# [EXCERPTED PASSAGE]
· · · · · · ·
Strange G1 behavior

Tue Oct 17 08:22:54 UTC 2017

Hi Kirk,

On Mon, 2017-10-16 at 20:07 +0200, Kirk Pepperdine wrote:
> Hi Thomas,
> 
> Again, thank you for the detailed response.
> 
> 
> > On Oct 16, 2017, at 1:32 PM, Thomas Schatzl <thomas.schatzl at oracle.
> > com> wrote:
> > 
> > For the allocation rate, please compare the slopes of heap usage
> > after (young) gcs during these spikes (particularly in that full gc
> > case) and normal operation.
> 
> Censum estimates allocation rates as this is a metric that I
> routinely evaluate.
> 
> This log shows a spike at 10:07 which correlates with the Full GC
> event. However the allocation rates while high, are well within
> values I’ve seen with many other applications that are well behaved.
> Censum also estimates rates of promotion and those seem exceedingly
> high at 10:07. That said, there are spikes just after 10:10 and 
> around 10:30 which don’t trigger a Full. In both cases the estimates
> for allocation rates are high though the estimates for rates
> of  promotion while high, are not as high as those seen at 10:07.
>
> All in all, nothing here seems out of the ordinary and while I want
> you to be right about the waste and PLAB behaviors, these spikes feel
> artificial, i.e. I still want to blame the collector for not being
> able to cope with some aspect of application behavior that it should
> be able to cope with.. that is something other than a high allocation
> rate with low recover due to data simply being reference and therefor
> not eligible for collection...

I always meant "promotion rate" here as allocation rate. For this
discussion (and in general) in a generational collector the
application's real allocation rate is usually not very interesting.

Sorry for being imprecise.

> > In this application, given the information I have, every like
> > 1500s, there seems to be some component in the application that
> > allocates a lot of memory in a short time, and holds onto most of
> > it for its duration.
> 
> Sorry but I’m not seeing this pattern either in occupancy after or
> allocation rate views. What I do see is a systematic loss of free
> heap over time (slow memory leak??? Effects of caching???).

Let's have a look at the heap usage after gc over time for a few
collection cycle before that full gc event. Please look at http://cr.op
enjdk.java.net/~tschatzl/g1-strange-log/strange-g1-promo.png which just
shows a few of these.

I added rough linear interpolations of the heap usage after gc (so that
the slope of these lines corresponds to the promotion rates). I can see
a large, significant difference in the slopes between the collection
cycles before the full gc event (black lines) and the full gc event
(red line), while all black ones are roughly the same. :)

Note that my graphs were painted off-hand without any actual
calculation, and particular the red one looks like an underestimation
of the slope.
· · · · · · ·
# [SUPPLIED RECORDS]
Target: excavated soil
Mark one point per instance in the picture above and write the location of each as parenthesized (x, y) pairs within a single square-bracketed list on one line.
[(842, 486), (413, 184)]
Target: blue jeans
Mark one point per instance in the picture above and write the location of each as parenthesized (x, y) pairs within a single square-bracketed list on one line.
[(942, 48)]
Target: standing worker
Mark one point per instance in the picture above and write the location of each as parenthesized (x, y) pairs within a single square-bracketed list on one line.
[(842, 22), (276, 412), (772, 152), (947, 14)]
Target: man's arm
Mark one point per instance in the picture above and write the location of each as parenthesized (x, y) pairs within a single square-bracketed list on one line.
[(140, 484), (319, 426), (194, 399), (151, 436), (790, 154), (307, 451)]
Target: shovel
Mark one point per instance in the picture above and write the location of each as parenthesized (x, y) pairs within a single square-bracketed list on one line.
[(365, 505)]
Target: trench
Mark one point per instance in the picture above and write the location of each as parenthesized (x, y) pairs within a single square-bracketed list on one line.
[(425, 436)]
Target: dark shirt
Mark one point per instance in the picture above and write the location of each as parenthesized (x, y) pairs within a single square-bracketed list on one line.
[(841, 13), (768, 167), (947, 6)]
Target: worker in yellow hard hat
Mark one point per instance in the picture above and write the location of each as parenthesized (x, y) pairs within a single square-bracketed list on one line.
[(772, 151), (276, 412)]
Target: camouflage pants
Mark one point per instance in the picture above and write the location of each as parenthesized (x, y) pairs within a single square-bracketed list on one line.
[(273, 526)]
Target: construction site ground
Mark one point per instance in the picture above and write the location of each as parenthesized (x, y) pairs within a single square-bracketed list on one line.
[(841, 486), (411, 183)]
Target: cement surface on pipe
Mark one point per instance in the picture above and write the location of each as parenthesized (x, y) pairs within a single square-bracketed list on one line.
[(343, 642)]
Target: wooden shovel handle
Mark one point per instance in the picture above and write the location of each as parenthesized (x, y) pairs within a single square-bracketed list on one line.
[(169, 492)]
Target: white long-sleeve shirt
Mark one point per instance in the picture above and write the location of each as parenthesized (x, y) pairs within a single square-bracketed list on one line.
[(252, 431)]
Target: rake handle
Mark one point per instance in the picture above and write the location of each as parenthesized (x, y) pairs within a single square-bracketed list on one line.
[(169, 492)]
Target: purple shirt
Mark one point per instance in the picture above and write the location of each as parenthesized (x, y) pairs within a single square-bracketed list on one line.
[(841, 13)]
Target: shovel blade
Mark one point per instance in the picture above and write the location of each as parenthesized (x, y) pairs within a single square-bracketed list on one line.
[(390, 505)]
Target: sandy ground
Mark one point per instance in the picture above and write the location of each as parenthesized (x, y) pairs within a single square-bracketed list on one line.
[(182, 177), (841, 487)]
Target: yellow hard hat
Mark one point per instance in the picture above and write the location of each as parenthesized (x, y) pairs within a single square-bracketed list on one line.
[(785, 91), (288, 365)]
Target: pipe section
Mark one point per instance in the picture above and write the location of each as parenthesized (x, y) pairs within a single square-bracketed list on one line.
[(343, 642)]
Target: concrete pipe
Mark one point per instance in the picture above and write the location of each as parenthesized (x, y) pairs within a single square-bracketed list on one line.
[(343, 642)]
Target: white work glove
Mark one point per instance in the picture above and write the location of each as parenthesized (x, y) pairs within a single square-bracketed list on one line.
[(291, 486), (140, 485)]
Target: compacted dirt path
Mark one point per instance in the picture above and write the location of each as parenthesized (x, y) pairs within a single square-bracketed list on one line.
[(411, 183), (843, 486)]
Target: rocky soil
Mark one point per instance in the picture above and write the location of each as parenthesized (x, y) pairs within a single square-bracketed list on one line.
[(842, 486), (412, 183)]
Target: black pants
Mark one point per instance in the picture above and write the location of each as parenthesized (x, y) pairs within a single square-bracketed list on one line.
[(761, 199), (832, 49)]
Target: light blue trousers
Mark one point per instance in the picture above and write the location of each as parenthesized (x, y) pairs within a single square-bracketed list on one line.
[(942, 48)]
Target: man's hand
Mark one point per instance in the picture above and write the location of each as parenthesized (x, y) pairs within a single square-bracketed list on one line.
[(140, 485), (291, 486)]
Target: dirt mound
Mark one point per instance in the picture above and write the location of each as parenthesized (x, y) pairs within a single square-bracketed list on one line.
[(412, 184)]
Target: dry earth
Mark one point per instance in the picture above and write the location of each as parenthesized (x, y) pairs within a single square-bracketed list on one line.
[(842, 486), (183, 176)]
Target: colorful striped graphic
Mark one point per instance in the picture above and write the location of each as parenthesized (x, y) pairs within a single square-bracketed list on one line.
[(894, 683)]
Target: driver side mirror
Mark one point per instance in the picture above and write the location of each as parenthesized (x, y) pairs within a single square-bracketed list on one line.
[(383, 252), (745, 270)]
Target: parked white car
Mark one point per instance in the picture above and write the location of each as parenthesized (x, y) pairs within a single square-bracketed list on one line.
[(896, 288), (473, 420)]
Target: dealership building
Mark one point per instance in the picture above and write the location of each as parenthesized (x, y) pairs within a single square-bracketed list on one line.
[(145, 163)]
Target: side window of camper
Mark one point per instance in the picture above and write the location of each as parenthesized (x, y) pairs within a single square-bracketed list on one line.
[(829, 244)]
· · · · · · ·
# [WHAT TO DO]
[1] Copy the records from the line containing "Target: dealership building" down to the end of the records, with "instance" renamed to "occurrence" and everything else left unchanged.
[2] Continue the thread on the strange G1 behavior from where it stops.

# [ANSWERS TO THE EXERCISES]
[1]
Target: dealership building
Mark one point per occurrence in the picture above and write the location of each as parenthesized (x, y) pairs within a single square-bracketed list on one line.
[(145, 163)]
Target: side window of camper
Mark one point per occurrence in the picture above and write the location of each as parenthesized (x, y) pairs within a single square-bracketed list on one line.
[(829, 244)]

[2]
> As I look at all of the views in Censum I see nothing outstanding
> that leads me to believe that this Full is a by-product of some
> interaction between the collector and the application (some form of
> zombies????). Also, one certainly cannot rule out your speculation 

It does not look like there is an issue e.g. with j.l.ref.References of
any kind.

> for heap fragmentation in PLABs. I simply don’t have the data to say
> anything about that though I know it can be a huge issue. What I can
> say is that even if there is 20% waste, it can’t account for the
> amount of memory being recovered. I qualify that with, unless there 
> is a blast of barely humongous allocations taking place. I’d like to
> thing this is a waste issue but I’m suspicious. I’m also suspicious
> that it’s simply the application allocating in a burst then
> releasing. If that were the case I’d expect a much more gradual
> reduction in the live set size.
> 
> I think the answer right now is; we need more data.

Agree.

> I’ll try to get 
> the “client” to turn on the extra flags and see what that yields. I
> won’t play with plab sizing this go ‘round if you don’t mind. If
> you’re right and it is a problem with waste, then the beer is on me
> the next time we meet.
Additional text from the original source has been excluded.